= Written exercise =
Can you locate every line below that contains the word "fish" and copy each one out? Case counts.

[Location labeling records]

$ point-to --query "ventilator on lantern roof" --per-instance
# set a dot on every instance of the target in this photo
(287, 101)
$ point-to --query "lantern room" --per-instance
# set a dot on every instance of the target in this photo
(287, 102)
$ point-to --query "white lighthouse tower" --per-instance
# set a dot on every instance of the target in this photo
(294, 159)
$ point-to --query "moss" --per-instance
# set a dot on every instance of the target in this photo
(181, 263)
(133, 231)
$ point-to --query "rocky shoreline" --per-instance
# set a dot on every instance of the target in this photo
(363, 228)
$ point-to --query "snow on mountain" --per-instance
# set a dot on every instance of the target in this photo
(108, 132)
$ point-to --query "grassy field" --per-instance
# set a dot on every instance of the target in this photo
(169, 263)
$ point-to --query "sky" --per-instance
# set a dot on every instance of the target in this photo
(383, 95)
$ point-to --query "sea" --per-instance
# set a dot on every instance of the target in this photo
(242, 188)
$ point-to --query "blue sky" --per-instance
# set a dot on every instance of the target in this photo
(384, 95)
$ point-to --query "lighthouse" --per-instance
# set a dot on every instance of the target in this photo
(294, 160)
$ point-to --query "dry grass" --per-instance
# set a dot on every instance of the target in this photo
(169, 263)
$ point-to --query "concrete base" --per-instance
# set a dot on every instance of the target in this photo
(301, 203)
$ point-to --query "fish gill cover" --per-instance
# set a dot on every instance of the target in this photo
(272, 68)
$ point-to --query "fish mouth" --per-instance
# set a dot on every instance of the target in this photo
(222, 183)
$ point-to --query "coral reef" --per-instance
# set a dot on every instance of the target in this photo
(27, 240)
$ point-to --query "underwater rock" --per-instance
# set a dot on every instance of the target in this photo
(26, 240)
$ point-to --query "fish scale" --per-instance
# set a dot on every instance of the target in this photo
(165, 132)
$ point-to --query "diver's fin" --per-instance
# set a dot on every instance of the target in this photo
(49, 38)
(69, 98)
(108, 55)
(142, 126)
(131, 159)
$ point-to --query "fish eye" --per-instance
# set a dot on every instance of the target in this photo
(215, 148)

= Right answer =
$ point-to --query "fish gill cover" --per-instance
$ point-to --query "fish mouth" --per-instance
$ point-to --query "fish scale" --per-instance
$ point-to --query "fish eye" --per-instance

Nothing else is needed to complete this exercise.